### Problem details
Reproduce word for word the part of the TiVo swap-space thread below from "Also, I suppose" to "the device node.".

### Text
((

So... is there some way to get the mkswap utility off the MFS Tools 2.0 floppy running while I am booted in another of the boot disks, or some utility to add it to the other floppies or their RAM disk? I can't figure out how to mount another floppy with MFS Tools 2.0 up, nor the MFS Tools floppy with the other ones up, and even if so I imagine I'd need some way to uncompress the RAM disk.

I also have at my disposal a notebook PC so if there's anything I can do in WinXP (or booting from say the MFS Tools 2.0 CD) to make a floppy which would work, I can do it on there (where of course I can't mount the TiVo disks, this 2nd PC being a notebook PC and all).

Also, I suppose if I could mount the MFS Tools 2.0 CD while booted from one of the floppies that would work but I can't find a mount command that will work.

Thanks,

- Rick


----------



## Robert S

CD doesn't mount? That's normally pretty painless. Remember CD's don't have partitions, so there's no digit in the device node.

mkswap is on the TiVo's hard drive, so you can just rewrite rc.sysinit to run mkswap when the TiVo boots.

I wrote up the procedure for my very first post on this site. I linked to it in the first post of the Fixes thread.


----------



## tfreitas

Robert,
Great thread. I learned a lot. I've got an upgraded HDRV2 with a bad/clicking Maxtor. Previously upgraded with 120GB drive B - bad drive is original 40GB drive A. Bought a new Maxtor 80GB to replace the 40GB. Want to preserve recordings so I tried mfstools ddcopy - no luck. Then tried dd_rescue using knoppix. Got successful completion. Did mfsadd to expand and also got succesful completion. Booted in Tivo and got GSOD - recycling. Tried instructions from Post #3 of this thread - using dual disk instructions at bottom of post. I can not create a partition. Indicates "requested base and length is not within an existing free partition". Pdisk shows partition 16 "Apple_Free Extra" and a size of 3.1M. I'm trying to specify a swap partition of 128M. Am I out of space on this disk? Anything I can do to increase my swap partition? According to pdisk, my swap is 64MB, and a view of /mnt/var/log/messages shows 64MB as well. I'm hoping I'll be able to recover from GSOD if I can increase my swap size. But I'm stuck at this point.

))

### Data lines
((

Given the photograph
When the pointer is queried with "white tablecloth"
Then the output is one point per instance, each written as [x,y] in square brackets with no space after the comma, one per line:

))

### Final result
Also, I suppose if I could mount the MFS Tools 2.0 CD while booted from one of the floppies that would work but I can't find a mount command that will work.

Thanks,

- Rick


----------



## Robert S

CD doesn't mount? That's normally pretty painless. Remember CD's don't have partitions, so there's no digit in the device node.